TASK STATEMENT: The finished copy should match every record exactly and contain no pictures.

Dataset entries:
_ _ _ _ _ _ _
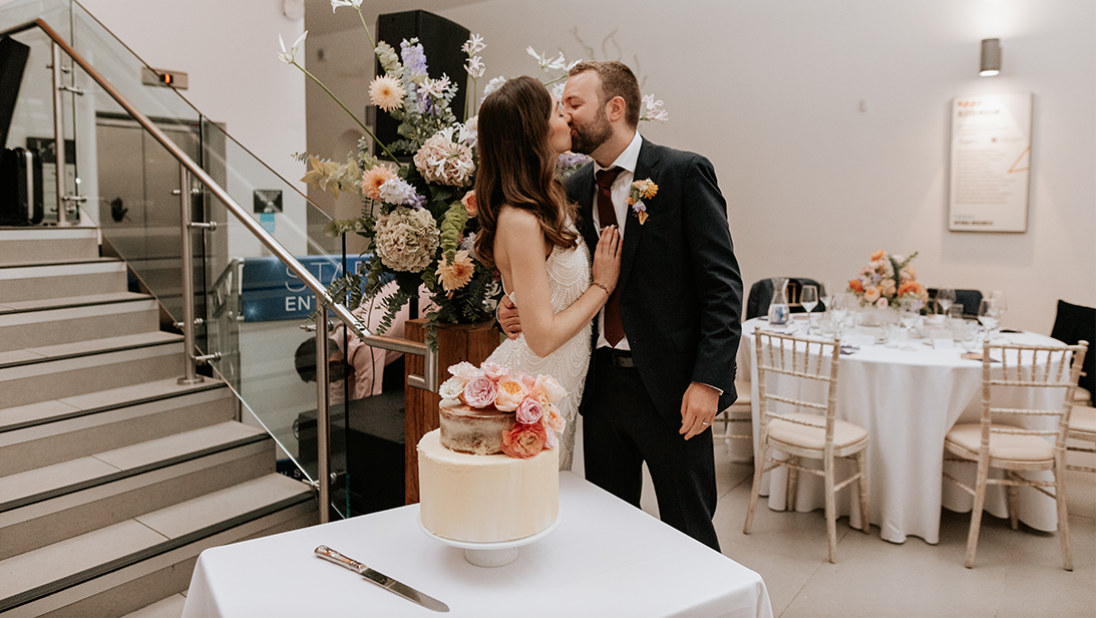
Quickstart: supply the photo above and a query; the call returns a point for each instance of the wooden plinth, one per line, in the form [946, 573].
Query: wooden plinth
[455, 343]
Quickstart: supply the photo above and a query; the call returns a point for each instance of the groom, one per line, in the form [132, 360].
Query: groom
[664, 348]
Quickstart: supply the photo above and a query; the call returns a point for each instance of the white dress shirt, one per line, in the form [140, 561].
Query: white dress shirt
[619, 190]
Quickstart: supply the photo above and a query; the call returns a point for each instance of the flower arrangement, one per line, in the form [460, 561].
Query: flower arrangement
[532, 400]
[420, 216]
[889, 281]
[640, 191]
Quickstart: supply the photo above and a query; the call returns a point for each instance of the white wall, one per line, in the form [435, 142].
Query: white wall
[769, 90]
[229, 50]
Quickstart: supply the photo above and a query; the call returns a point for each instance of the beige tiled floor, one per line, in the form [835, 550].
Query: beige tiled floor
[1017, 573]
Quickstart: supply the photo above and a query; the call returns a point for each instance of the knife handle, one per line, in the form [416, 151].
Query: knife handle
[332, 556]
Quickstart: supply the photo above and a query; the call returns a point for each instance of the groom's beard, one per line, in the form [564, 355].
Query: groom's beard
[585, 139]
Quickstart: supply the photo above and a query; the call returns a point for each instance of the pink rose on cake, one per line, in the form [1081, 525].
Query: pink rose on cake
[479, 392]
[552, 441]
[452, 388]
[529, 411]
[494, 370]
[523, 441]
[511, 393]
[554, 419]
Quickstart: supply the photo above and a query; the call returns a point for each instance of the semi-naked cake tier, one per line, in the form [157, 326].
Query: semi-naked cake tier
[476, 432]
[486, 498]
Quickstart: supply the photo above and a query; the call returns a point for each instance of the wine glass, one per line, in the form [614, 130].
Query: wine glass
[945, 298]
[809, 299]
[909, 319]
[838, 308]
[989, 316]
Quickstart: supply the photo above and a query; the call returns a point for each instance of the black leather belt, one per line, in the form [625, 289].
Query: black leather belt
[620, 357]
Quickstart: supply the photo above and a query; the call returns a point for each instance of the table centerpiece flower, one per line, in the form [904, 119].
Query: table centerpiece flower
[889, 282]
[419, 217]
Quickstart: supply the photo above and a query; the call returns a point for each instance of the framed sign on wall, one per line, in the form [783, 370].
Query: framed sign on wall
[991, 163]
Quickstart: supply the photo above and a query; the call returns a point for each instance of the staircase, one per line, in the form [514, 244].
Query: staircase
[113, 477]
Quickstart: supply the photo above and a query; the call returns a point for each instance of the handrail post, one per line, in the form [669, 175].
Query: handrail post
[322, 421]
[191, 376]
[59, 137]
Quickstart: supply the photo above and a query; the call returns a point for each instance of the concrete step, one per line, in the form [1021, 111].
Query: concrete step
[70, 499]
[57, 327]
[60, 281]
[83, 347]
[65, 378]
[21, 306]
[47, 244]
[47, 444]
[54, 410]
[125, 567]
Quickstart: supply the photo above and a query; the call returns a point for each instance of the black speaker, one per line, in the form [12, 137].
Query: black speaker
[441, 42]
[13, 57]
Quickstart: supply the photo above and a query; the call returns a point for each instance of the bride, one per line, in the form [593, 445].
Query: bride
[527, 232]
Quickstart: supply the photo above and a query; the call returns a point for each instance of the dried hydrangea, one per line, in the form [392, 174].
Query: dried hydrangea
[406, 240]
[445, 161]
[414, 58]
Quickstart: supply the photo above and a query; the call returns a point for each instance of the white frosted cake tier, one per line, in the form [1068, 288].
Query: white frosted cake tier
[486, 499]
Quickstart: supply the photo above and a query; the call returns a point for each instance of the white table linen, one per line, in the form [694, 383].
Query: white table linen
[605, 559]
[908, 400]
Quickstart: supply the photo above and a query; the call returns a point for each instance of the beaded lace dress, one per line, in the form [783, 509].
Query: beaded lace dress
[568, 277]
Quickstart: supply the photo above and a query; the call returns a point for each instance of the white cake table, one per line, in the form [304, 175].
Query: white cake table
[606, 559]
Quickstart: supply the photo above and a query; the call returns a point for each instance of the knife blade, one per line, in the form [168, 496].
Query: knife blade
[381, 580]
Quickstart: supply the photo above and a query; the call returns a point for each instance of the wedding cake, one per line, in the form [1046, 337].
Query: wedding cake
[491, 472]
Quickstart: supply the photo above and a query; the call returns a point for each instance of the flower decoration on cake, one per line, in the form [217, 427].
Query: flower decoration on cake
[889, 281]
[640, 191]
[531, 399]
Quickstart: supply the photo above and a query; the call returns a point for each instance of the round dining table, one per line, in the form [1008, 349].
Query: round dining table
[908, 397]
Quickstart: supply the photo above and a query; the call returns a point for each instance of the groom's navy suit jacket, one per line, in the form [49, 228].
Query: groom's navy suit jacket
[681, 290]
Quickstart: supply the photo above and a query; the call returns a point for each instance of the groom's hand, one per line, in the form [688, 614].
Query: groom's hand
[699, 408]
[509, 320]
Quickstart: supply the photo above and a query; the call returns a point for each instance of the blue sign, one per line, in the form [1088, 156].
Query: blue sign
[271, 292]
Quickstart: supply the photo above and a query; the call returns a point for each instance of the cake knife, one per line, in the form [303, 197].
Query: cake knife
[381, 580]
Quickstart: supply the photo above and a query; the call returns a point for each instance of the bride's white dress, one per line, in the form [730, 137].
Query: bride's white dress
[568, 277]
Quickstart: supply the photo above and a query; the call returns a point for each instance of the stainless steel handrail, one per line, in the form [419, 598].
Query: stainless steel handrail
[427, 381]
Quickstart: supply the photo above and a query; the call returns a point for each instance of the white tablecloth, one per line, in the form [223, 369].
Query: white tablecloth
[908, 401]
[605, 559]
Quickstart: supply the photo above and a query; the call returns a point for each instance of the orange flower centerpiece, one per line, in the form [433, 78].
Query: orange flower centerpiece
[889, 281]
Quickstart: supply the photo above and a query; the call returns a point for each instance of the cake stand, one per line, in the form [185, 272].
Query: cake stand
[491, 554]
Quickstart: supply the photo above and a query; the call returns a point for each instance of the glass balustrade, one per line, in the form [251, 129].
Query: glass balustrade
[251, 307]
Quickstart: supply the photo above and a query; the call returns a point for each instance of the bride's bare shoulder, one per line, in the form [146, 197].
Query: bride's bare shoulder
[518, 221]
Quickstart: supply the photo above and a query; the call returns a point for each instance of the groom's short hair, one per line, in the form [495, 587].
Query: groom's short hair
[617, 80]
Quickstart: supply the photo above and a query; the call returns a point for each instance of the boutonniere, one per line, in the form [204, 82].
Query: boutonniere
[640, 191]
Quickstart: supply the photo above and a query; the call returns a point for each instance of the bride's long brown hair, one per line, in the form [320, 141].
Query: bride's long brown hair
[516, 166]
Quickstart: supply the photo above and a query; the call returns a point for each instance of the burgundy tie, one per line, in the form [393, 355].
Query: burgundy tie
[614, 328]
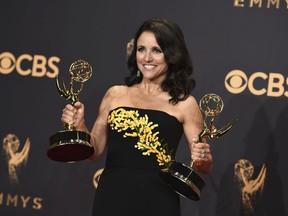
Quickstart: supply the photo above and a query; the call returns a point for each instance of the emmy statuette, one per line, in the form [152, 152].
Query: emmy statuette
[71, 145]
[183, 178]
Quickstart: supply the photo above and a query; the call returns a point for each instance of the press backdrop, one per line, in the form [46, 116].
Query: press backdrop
_ _ _ _ _ _ _
PROBLEM SOLUTION:
Quickstart: supply the photo above and a query; the call returns a point for each instance of the wooden plinth, one per line, in the form [946, 573].
Query: wooden plinth
[455, 343]
Quickstart: supply the photo above and a query; the call returns a point for each instance of the groom, one per line, in the form [132, 360].
Query: groom
[664, 348]
Quickstart: supply the photo above and a query; the call returns a point for each instance of the white dress shirt, one per line, in the form [140, 561].
Query: white dress shirt
[619, 190]
Quickstart: supply the photo above and a query; the call returns a point for each instance of the flower arrangement, one per line, in the form [460, 561].
Query: flower arrangement
[532, 400]
[420, 216]
[889, 281]
[640, 191]
Quickstart: supply the photo above and a query; the call returns a point for each instance of the white wall, one per line, in the form [435, 142].
Query: white wall
[769, 90]
[229, 50]
Quickstart: supply the photo above and a query; the call returns a point for each instance of the beige tiled floor, one per line, in the form [835, 550].
Query: beige tiled floor
[1017, 573]
Quickstart: supply the photo above and a query; the call returns a point for each instance of the knife handle, one per line, in the form [416, 151].
Query: knife handle
[332, 556]
Quickstart: supply the photo above and a query; the call returns a point for each instance of the groom's beard, one per line, in the form [564, 355].
Query: groom's beard
[585, 139]
Quickstart: supply the photo above and a query; the call returns a point for each instance of the pink rose on cake, one per line, in the form [1081, 525].
Query: pink rose on cake
[479, 392]
[552, 441]
[452, 388]
[529, 411]
[494, 370]
[523, 441]
[511, 393]
[554, 419]
Quickstart: supply the photo above and a query; the call returns a point for each instance of the semi-naked cake tier, one per line, in the form [157, 326].
Query: semi-naked cake tier
[476, 432]
[486, 498]
Quickstart: supply the photo above and a query; the call returns a point for each instance of the wine glass, one per line, in the form [614, 130].
Query: wine glass
[945, 298]
[809, 299]
[909, 319]
[838, 308]
[989, 316]
Quickstart: supply the photo above and a query; the call returns a point for each instance of the black leather belt, one per line, in the form [625, 289].
Query: black leather belt
[620, 357]
Quickstart: supply the photo above and a query; the call returns a point for each instance of the table centerpiece flower, one per line, in the form [904, 119].
Query: table centerpiece flower
[889, 282]
[419, 217]
Quickstart: supply the photo above and a query; the call returns a point for each instance of the framed sign on wall, one per line, in the form [783, 370].
Query: framed sign on wall
[991, 163]
Quickstart: supply the photo above and a query; the call returns a point for each instance of the staircase, one per line, in the form [514, 244].
Query: staircase
[113, 477]
Quickstart: supply the photo above and a query; the call returns a point for each instance of the handrail post, one per line, in the form [669, 175].
Query: handrail post
[322, 421]
[191, 376]
[59, 137]
Quickstart: supply the photo above and a query; the call returns a point for each instance of the concrete step, one per line, in the form [1021, 111].
Query: concrete step
[70, 499]
[57, 327]
[60, 281]
[83, 347]
[65, 378]
[21, 306]
[47, 244]
[47, 444]
[54, 410]
[125, 567]
Quickstart: supply the photo above and a query; the call returns a point for each instance of the black speaker, one per line, in the form [12, 137].
Query: black speaker
[441, 42]
[13, 57]
Quickstart: supply the photo above and a query; the call returns a point for each instance of the bride, one per line, in the form [593, 445].
Query: bride
[527, 232]
Quickstart: supply the photo above and a query; the call returns a point for each instance of the dried hydrangea, one per line, in the form [392, 174].
Query: dried hydrangea
[406, 240]
[445, 161]
[414, 58]
Quickstart: supply the photo above and a query; the call returns a point for each instance of the white frosted cake tier, one per line, in the form [1068, 288].
Query: white frosted cake tier
[486, 499]
Quickstart: supply the photo above and a query; the call returns a point for each instance of the white table linen, one per line, in the form [694, 383].
Query: white table linen
[605, 559]
[908, 400]
Quickstart: supply the photo above and a query; the call returns a point for each instance of the beaded lace dress, one per line, in the form [783, 509].
Query: beaded lace dress
[568, 277]
Quickstart: supply the photo above and a query; the call returns a point for each instance of the white cake table, one per line, in the form [304, 175].
Query: white cake table
[606, 559]
Quickstart: supply the photo above and a query; the call returns a point for each instance of the knife blade, one per line, in the form [168, 496].
Query: knife blade
[381, 580]
Quickstart: supply the photo above and a query; the call returns a point for each instance of the wedding cake, one per line, in the form [1046, 337].
Query: wedding cake
[491, 472]
Quickstart: supply the photo above and a query; the call returns a point for each instance of the flower decoration on cake, one per line, in the form [217, 427].
Query: flower decoration on cake
[889, 281]
[640, 191]
[531, 399]
Quickstart: supply the photo above and a query; the call returns a point for each instance of the round dining table, one per line, in the form [1008, 349].
Query: round dining table
[908, 397]
Quickstart: supply the photo above and a query; the call returns a point for each instance of the groom's navy suit jacket, one per line, in the form [49, 228].
Query: groom's navy suit jacket
[681, 290]
Quickstart: supply the photo above and a query; the call returns a point for each instance of the groom's hand, one per line, in the form [688, 614].
Query: groom's hand
[699, 408]
[509, 320]
Quickstart: supply the photo above and a query; the call returns a point for each instance of the blue sign, one per line, in the form [1088, 156].
Query: blue sign
[271, 292]
Quickstart: supply the photo above and a query; the call returns a point for each instance of the cake knife, one per line, in the form [303, 197].
Query: cake knife
[381, 580]
Quickstart: supply the photo above and a query; the call returns a point for each instance of the bride's white dress, one per line, in the form [730, 137].
Query: bride's white dress
[568, 277]
Quickstart: supply the photo above and a query; the call returns a point for each instance of the stainless steel handrail, one per line, in the form [419, 598].
Query: stainless steel handrail
[427, 381]
Quickstart: supply the photo above and a query; the call returns a point for each instance of the white tablecloth, one per line, in the form [223, 369].
Query: white tablecloth
[908, 401]
[605, 559]
Quickstart: supply the photo above and a query; the call returns a point for each instance of the orange flower centerpiece, one per line, in the form [433, 78].
Query: orange flower centerpiece
[889, 281]
Quickstart: supply the photo above and a query; the call returns a point for each instance of the cake stand, one per line, in the form [185, 272].
Query: cake stand
[491, 554]
Quickstart: supply the photo above and a query; the call returns a point for each instance of the glass balustrade, one per line, in the form [251, 129].
Query: glass balustrade
[251, 307]
Quickstart: supply the photo above and a query; the call returns a point for each instance of the bride's bare shoulder, one per line, in the form [146, 197].
Query: bride's bare shoulder
[518, 221]
Quickstart: supply the photo above and a query; the call returns a point for each instance of the groom's short hair, one per line, in the form [495, 587].
Query: groom's short hair
[617, 80]
Quickstart: supply the photo above and a query; the call returns a point for each instance of the boutonniere, one per line, in the form [204, 82].
Query: boutonniere
[640, 191]
Quickstart: supply the photo above and a query; the call returns a point for each instance of the bride's long brown hair, one per line, in the form [320, 141].
Query: bride's long brown hair
[516, 166]
Quickstart: supply the photo above and a query; the call returns a point for each instance of the burgundy tie, one per line, in the form [393, 355].
Query: burgundy tie
[614, 328]
Quickstart: supply the photo above and a query; the call returns a point for each instance of the emmy statuette, one per line, in the form [152, 152].
Query: emmy statuette
[71, 145]
[183, 178]
Quickstart: supply the photo above and a query; the call returns a point for each instance of the press backdrop, one per line, in the form [46, 116].
Query: press backdrop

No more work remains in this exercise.